TEXTO PROPORCIONADO —
****************************************

El compromiso reiterado del BCE con la estabilidad del euro es un paso en la buena dirección que ya ha dado algún fruto: nuestra prima de riesgo se ha relajado desde los cerca de 140 puntos alcanzados poco después de la decisión de subir los tipos de interés, hasta 110 puntos tras la reunión de emergencia de los responsables monetarios. La italiana, que había rozado los 250 puntos, un umbral que marca la zona de peligro, también se ha frenado.
Pero no nos engañemos, porque la amenaza sigue latente, no solo porque el dispositivo anticrisis financiera, todavía en estudio, solo se desvelará en julio (entre tanto, veremos si el BCE consigue contener los eventuales ataques especulativos mediante la reinversión flexible de bonos que mantiene en cartera, un instrumento a todas luces limitado).
En realidad, el problema radica en la tensión aparente entre los dos objetivos perseguidos simultáneamente por el BCE: la lucha contra la inflación, con subidas de tipos de interés, y a la vez la contención de las primas de riesgo, mediante compras de deuda de los países vulnerables entre los que destaca Italia, y en menor medida España. No vale la obra de orfebrería diseñada por Draghi en 2012, reforzada en 2015 con el lanzamiento del programa de compra de deuda, porque en ese momento la inflación era casi inexistente.
Con un IPC superior al 8% y un índice subyacente escalando, el BCE se ve abocado a salir de la zona de tipos de interés negativos. A priori esto es incoherente con la compra de deuda por parte del banco central, por su efecto demostrado de elevación de la demanda de bonos, y por tanto de reducción de los tipos de interés. No resulta fácil soplar y sorber a la vez en tiempos de precios desbocados.

****************************************

Filas de un conjunto de datos de señalamiento —
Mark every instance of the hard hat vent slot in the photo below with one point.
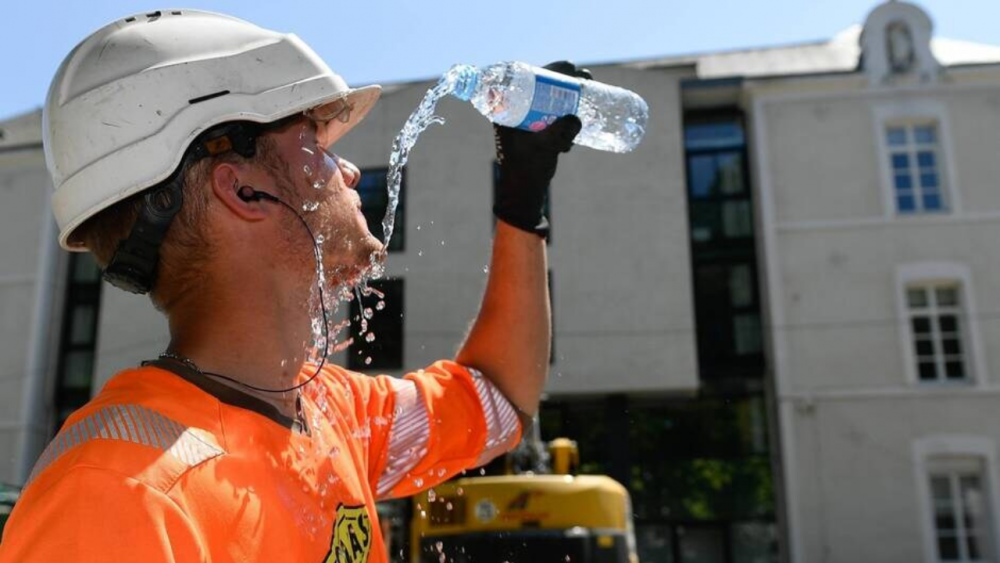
(207, 97)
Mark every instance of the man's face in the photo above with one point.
(321, 187)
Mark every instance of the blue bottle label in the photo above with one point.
(554, 98)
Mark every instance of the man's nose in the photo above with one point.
(352, 175)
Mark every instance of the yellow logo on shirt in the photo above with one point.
(352, 536)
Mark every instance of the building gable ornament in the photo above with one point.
(896, 46)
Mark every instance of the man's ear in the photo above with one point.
(225, 179)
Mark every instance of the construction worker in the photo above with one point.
(191, 153)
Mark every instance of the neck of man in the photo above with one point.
(258, 341)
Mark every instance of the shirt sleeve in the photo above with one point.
(433, 423)
(96, 515)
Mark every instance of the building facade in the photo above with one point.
(772, 320)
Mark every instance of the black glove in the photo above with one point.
(528, 163)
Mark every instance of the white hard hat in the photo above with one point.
(127, 101)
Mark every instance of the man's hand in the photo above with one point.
(509, 342)
(528, 163)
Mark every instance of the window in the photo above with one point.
(375, 199)
(915, 164)
(75, 368)
(380, 345)
(723, 253)
(935, 312)
(960, 509)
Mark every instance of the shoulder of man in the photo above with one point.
(146, 425)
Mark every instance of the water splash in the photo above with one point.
(421, 118)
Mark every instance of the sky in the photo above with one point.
(389, 41)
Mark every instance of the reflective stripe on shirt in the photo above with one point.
(501, 419)
(131, 423)
(410, 430)
(408, 437)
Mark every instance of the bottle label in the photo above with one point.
(554, 97)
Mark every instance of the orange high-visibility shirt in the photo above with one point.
(165, 465)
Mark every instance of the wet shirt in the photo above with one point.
(166, 465)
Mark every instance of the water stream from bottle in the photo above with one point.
(421, 118)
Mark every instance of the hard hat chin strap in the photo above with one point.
(135, 263)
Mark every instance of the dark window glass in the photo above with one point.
(78, 340)
(374, 201)
(380, 345)
(713, 135)
(727, 307)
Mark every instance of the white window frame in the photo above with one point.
(930, 450)
(914, 112)
(930, 273)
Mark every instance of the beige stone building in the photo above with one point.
(774, 321)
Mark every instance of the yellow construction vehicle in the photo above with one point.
(555, 518)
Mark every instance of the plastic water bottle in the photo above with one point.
(527, 97)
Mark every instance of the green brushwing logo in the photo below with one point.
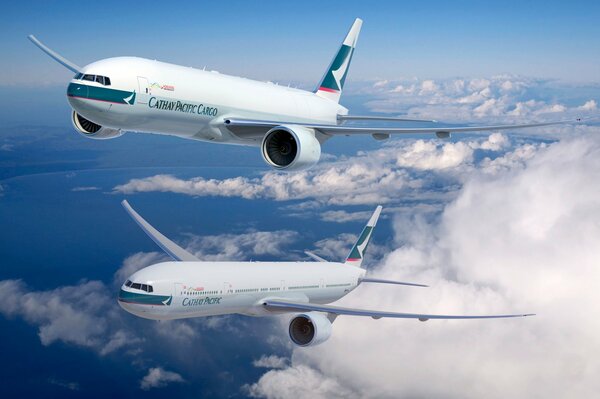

****************************************

POR HACER —
**A.** Por favor, traduce al inglés esta oración del texto sobre el BCE: "No resulta fácil soplar y sorber a la vez en tiempos de precios desbocados."
**B.** Di cuántas líneas de las filas de arriba contienen la palabra "hard". Responde solo con el número.

RESPUESTAS POR TAREA —
**A.** It is not easy to blow and suck at the same time in times of runaway prices.

**B.** 3